[Point annotation records]
* start *

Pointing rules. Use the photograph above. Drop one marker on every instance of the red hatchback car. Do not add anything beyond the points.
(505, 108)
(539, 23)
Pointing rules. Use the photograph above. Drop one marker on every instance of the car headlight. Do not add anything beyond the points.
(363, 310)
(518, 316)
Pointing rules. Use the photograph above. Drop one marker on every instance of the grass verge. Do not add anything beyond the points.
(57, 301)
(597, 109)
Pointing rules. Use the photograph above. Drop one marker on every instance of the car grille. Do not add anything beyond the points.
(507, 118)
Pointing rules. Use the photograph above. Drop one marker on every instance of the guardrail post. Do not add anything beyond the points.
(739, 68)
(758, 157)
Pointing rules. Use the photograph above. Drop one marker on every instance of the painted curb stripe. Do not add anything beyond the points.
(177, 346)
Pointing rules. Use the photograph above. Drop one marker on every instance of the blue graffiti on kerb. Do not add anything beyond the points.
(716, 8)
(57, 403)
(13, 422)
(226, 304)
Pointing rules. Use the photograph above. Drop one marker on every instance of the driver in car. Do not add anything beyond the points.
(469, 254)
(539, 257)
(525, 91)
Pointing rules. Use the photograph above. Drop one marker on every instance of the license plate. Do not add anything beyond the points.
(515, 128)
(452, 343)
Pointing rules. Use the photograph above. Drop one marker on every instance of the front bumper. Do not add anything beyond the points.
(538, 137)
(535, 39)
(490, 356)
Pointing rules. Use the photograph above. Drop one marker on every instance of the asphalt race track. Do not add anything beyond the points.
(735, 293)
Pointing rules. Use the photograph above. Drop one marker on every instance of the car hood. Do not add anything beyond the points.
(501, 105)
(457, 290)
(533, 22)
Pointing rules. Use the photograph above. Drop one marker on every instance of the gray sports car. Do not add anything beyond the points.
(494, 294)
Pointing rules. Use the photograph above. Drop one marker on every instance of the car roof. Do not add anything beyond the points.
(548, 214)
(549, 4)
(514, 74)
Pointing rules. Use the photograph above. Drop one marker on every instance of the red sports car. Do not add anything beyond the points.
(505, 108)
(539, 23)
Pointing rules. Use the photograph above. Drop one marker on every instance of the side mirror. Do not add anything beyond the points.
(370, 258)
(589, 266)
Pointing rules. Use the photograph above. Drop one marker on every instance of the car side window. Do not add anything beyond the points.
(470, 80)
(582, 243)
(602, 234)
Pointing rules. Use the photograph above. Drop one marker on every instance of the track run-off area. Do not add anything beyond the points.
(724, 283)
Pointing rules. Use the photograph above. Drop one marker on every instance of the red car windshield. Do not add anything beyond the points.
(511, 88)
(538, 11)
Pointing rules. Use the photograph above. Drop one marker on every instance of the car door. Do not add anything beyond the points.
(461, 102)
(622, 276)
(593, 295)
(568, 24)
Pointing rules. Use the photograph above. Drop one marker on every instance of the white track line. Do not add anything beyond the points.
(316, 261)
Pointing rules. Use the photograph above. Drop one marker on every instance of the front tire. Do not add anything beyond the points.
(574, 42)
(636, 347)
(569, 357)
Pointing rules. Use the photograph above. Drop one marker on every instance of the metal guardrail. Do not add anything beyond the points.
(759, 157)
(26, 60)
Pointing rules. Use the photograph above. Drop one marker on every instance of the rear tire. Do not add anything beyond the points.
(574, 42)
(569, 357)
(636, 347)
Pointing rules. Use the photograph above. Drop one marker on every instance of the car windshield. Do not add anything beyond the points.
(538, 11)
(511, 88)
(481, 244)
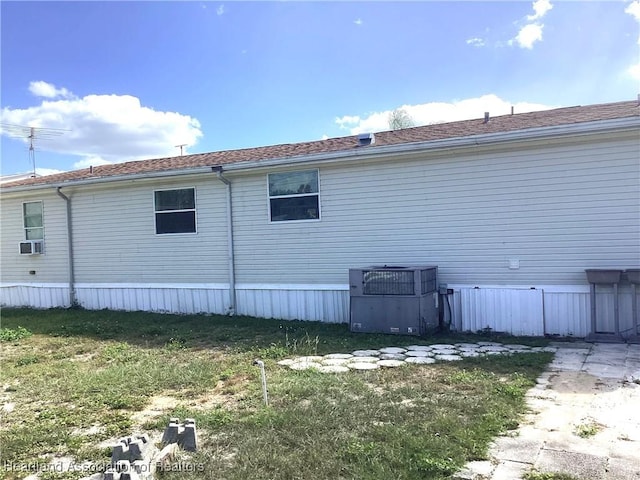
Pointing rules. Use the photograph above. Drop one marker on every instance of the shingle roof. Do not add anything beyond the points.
(465, 128)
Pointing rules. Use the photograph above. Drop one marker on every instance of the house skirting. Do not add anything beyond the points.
(541, 310)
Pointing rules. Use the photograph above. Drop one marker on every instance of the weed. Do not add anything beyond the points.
(27, 360)
(547, 476)
(102, 368)
(14, 334)
(587, 429)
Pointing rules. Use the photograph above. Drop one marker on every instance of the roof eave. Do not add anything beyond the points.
(382, 151)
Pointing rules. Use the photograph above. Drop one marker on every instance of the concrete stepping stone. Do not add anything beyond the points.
(420, 360)
(334, 361)
(448, 358)
(446, 352)
(390, 363)
(492, 348)
(364, 359)
(467, 349)
(392, 356)
(333, 369)
(363, 366)
(419, 353)
(366, 353)
(442, 346)
(286, 362)
(308, 358)
(469, 354)
(393, 350)
(419, 348)
(338, 355)
(304, 365)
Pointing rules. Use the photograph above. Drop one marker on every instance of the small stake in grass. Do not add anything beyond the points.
(260, 363)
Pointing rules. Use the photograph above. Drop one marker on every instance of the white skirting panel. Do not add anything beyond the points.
(294, 302)
(34, 295)
(553, 310)
(519, 312)
(154, 298)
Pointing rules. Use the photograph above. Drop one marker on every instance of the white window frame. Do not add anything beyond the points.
(156, 212)
(24, 226)
(270, 197)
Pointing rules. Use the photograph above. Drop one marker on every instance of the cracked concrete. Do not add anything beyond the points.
(585, 419)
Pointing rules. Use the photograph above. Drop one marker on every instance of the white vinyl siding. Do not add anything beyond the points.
(120, 245)
(556, 208)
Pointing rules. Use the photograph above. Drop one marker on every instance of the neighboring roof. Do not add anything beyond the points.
(465, 128)
(17, 176)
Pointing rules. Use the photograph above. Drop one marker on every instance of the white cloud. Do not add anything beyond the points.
(528, 35)
(439, 112)
(475, 42)
(540, 7)
(48, 90)
(633, 9)
(532, 32)
(105, 128)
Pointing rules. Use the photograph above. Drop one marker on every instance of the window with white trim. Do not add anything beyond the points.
(294, 196)
(33, 220)
(175, 211)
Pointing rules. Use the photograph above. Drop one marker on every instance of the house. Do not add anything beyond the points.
(512, 209)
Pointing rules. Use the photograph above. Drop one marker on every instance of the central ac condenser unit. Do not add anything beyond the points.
(394, 299)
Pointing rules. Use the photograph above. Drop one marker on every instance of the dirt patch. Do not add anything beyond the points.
(225, 393)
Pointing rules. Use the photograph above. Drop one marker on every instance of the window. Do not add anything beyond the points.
(33, 221)
(294, 196)
(175, 211)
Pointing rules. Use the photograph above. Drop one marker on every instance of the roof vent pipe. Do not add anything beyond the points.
(365, 139)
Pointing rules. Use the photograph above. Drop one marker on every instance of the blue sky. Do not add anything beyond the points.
(118, 81)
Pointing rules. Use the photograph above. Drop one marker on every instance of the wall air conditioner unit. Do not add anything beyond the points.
(32, 247)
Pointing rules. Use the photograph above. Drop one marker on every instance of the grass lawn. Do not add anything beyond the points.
(73, 381)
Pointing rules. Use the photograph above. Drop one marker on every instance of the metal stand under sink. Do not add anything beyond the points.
(604, 277)
(633, 275)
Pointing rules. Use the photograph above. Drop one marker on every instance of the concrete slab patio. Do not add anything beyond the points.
(585, 419)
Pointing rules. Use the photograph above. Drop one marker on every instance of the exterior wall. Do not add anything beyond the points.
(551, 210)
(556, 209)
(115, 239)
(53, 266)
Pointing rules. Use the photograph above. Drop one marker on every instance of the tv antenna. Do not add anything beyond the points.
(181, 146)
(32, 136)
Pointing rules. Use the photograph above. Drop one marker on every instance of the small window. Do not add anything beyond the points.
(175, 211)
(294, 196)
(33, 220)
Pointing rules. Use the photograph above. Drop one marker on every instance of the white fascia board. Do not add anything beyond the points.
(131, 177)
(489, 139)
(360, 153)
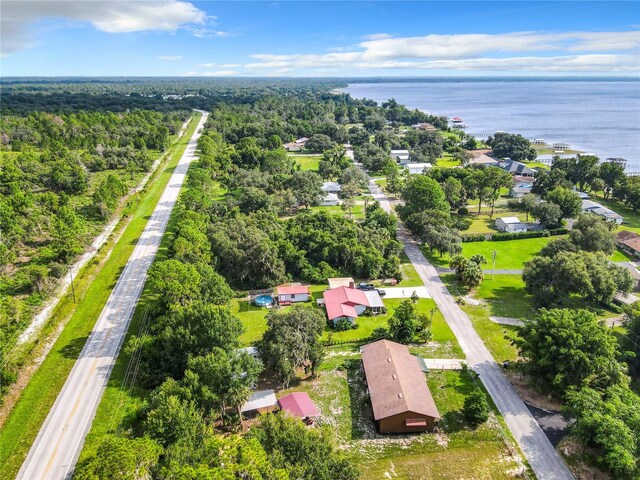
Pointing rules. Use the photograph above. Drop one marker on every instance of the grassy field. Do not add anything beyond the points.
(483, 224)
(25, 420)
(410, 277)
(442, 345)
(382, 183)
(457, 451)
(307, 162)
(357, 211)
(631, 218)
(512, 254)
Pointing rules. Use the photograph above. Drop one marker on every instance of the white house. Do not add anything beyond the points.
(609, 215)
(330, 200)
(400, 156)
(417, 168)
(331, 187)
(510, 225)
(292, 294)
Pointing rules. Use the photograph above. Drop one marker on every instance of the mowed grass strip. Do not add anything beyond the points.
(30, 411)
(307, 162)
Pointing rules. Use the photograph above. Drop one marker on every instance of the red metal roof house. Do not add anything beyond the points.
(288, 294)
(344, 302)
(298, 404)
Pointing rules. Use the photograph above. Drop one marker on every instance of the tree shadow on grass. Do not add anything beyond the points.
(74, 347)
(511, 302)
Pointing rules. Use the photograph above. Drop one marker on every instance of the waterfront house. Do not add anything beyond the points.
(516, 168)
(397, 388)
(561, 146)
(510, 225)
(425, 127)
(520, 190)
(609, 215)
(480, 157)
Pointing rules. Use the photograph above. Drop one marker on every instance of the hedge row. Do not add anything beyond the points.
(497, 237)
(481, 237)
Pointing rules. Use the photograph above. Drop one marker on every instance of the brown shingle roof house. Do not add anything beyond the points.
(400, 397)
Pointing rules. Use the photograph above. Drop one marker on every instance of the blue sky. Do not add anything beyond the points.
(273, 38)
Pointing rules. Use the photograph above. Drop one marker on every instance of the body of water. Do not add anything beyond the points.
(596, 116)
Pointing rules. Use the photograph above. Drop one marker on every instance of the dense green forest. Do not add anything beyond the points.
(62, 175)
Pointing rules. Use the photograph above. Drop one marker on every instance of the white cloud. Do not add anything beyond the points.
(218, 73)
(377, 36)
(117, 16)
(573, 51)
(214, 65)
(206, 32)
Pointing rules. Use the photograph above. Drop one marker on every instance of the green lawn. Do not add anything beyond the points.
(307, 162)
(457, 451)
(483, 224)
(410, 277)
(36, 399)
(357, 211)
(631, 218)
(512, 254)
(442, 345)
(382, 183)
(620, 256)
(253, 319)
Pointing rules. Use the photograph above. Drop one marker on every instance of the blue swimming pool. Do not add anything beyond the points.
(264, 300)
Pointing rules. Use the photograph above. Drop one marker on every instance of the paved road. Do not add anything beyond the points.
(55, 451)
(544, 460)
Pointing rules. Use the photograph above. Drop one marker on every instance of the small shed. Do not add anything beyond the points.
(298, 404)
(259, 403)
(510, 224)
(400, 156)
(417, 168)
(288, 294)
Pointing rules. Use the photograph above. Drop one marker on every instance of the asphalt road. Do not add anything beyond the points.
(55, 451)
(536, 447)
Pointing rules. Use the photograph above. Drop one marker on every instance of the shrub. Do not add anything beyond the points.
(530, 234)
(379, 333)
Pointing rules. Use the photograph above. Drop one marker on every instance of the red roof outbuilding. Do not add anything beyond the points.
(299, 405)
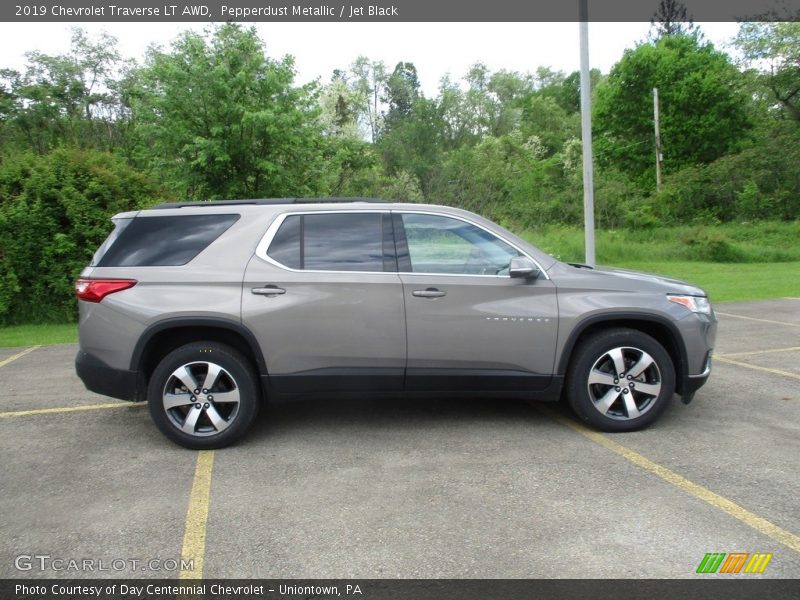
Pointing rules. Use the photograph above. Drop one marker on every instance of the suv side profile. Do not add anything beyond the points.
(205, 309)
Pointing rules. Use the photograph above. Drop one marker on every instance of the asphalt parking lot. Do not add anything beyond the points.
(461, 489)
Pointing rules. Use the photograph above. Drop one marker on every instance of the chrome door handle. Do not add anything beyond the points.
(429, 293)
(268, 290)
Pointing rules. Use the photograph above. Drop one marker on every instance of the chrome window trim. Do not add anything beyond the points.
(266, 240)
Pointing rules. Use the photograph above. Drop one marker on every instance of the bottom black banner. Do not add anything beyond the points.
(412, 589)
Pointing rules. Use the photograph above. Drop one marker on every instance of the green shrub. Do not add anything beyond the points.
(54, 212)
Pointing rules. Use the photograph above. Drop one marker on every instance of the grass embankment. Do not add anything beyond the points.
(752, 261)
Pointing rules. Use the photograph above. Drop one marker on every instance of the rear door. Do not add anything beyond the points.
(324, 299)
(469, 324)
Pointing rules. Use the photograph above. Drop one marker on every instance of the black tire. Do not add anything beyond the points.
(214, 418)
(612, 403)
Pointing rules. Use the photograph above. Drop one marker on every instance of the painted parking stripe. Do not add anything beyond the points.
(68, 409)
(11, 359)
(756, 352)
(760, 524)
(756, 319)
(757, 367)
(194, 537)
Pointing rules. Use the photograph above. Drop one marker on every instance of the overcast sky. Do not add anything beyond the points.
(435, 48)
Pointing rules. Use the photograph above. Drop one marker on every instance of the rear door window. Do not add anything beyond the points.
(335, 242)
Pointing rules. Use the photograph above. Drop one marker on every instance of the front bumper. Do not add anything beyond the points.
(693, 383)
(98, 377)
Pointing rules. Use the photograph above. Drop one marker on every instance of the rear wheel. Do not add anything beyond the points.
(203, 395)
(620, 380)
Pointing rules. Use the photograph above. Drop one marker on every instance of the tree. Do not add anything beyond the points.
(703, 110)
(775, 48)
(64, 99)
(671, 18)
(402, 90)
(369, 80)
(224, 121)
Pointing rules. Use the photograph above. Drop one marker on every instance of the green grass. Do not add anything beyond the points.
(762, 242)
(33, 335)
(738, 261)
(730, 282)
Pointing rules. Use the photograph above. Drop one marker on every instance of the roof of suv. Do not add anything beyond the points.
(267, 201)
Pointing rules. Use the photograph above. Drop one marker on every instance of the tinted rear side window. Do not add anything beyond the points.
(165, 241)
(346, 242)
(334, 242)
(285, 246)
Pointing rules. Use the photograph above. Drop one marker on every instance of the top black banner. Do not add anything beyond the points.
(387, 10)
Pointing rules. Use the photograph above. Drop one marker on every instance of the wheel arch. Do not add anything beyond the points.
(161, 338)
(659, 328)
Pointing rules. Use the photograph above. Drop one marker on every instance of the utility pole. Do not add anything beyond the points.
(659, 156)
(586, 135)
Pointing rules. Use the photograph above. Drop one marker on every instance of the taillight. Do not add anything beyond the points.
(94, 290)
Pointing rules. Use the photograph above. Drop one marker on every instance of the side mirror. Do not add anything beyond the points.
(522, 266)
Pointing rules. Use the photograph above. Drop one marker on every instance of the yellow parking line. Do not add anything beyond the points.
(756, 319)
(66, 409)
(10, 359)
(787, 538)
(194, 537)
(757, 367)
(755, 352)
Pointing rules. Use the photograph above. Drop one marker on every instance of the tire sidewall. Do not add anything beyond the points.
(230, 360)
(590, 351)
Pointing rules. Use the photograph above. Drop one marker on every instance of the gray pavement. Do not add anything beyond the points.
(444, 488)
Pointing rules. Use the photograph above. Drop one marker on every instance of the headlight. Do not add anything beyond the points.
(699, 304)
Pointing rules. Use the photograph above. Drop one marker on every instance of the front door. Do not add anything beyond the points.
(469, 324)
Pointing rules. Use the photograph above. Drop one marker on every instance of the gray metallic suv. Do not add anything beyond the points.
(205, 309)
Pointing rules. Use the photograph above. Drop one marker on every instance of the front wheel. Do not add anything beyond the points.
(620, 380)
(203, 395)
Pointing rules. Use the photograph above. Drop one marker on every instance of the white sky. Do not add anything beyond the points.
(435, 48)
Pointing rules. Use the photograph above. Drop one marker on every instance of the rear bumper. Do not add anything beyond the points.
(98, 377)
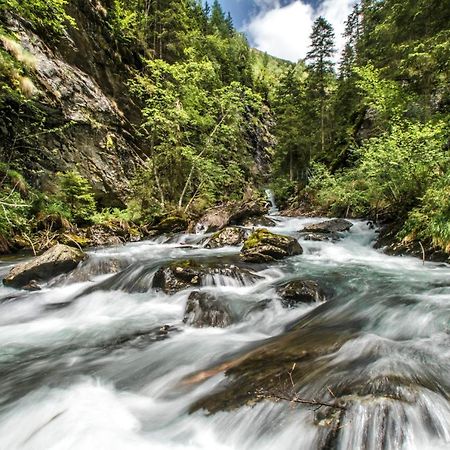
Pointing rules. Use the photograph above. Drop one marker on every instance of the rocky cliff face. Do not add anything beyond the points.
(82, 115)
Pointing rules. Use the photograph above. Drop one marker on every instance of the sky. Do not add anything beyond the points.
(282, 27)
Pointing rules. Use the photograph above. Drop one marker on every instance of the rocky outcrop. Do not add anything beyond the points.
(184, 274)
(234, 213)
(328, 226)
(263, 246)
(171, 224)
(230, 236)
(80, 86)
(204, 310)
(300, 291)
(56, 261)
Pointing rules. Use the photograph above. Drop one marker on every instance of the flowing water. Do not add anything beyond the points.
(84, 363)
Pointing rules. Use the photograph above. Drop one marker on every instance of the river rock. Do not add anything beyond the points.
(259, 221)
(233, 213)
(56, 261)
(184, 274)
(230, 236)
(300, 291)
(204, 310)
(263, 246)
(328, 226)
(171, 224)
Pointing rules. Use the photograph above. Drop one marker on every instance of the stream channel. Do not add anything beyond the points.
(98, 360)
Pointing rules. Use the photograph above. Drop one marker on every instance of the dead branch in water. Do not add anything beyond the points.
(287, 392)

* end *

Emit the lines from the line containing "the front door." to the final line of the material, inclusive, exactly as written; pictures are excluded.

Pointing rules. Use the photograph above. Drop one marker on every instance of the front door. Do not add anything beyond the points.
(469, 324)
Pointing rules. Use the photograph above. Drop one marker on every instance of the gray metallic suv. Do not add anything beyond the points.
(205, 309)
Pointing rules. Use the photograph above. Drop one marker on every instance of the front wheel. Do not add anything beyond the points.
(620, 380)
(203, 395)
Pointing rules. Use the photograph above. Drop one marker on every instance of the white sky. Do not add anything beyond the points.
(435, 48)
Pointing rules. Use the photograph above. Drop one marker on every instance of the rear bumper. Do not add anything beyond the points.
(98, 377)
Pointing rules. Use the photograph above. Drop one marker on every instance of the rocky cliff face. Do not add anything beyond the points.
(82, 115)
Pointing rules. Use the photograph above. Drop one marker on every instance of the sky. Do not add anything beyond the points.
(282, 27)
Pointing rules. Use the photograph above. Drop one marker on every instance of the rocky outcrop. Do not add anything beyond the points.
(184, 274)
(234, 213)
(328, 226)
(263, 246)
(171, 224)
(230, 236)
(80, 86)
(204, 310)
(300, 291)
(56, 261)
Pointing rules. Use the photograph above. Drop one marker on every instance of the flowing water. Do not add anything beyond the points.
(84, 363)
Pointing rules. Use the photograph above. Drop one marker on every instance of the river rock. Do not add anything beyond the points.
(259, 221)
(233, 213)
(56, 261)
(184, 274)
(230, 236)
(300, 291)
(204, 310)
(263, 246)
(328, 226)
(171, 224)
Pointing rules. Use the photograph above. Drop one marker on every instance of the stream channel. Do not add anything beyond the points.
(98, 360)
Pointing rules. Use the photograph above. Drop one marker on every instance of the dead branch in water. Do not add anything beyond the points.
(287, 392)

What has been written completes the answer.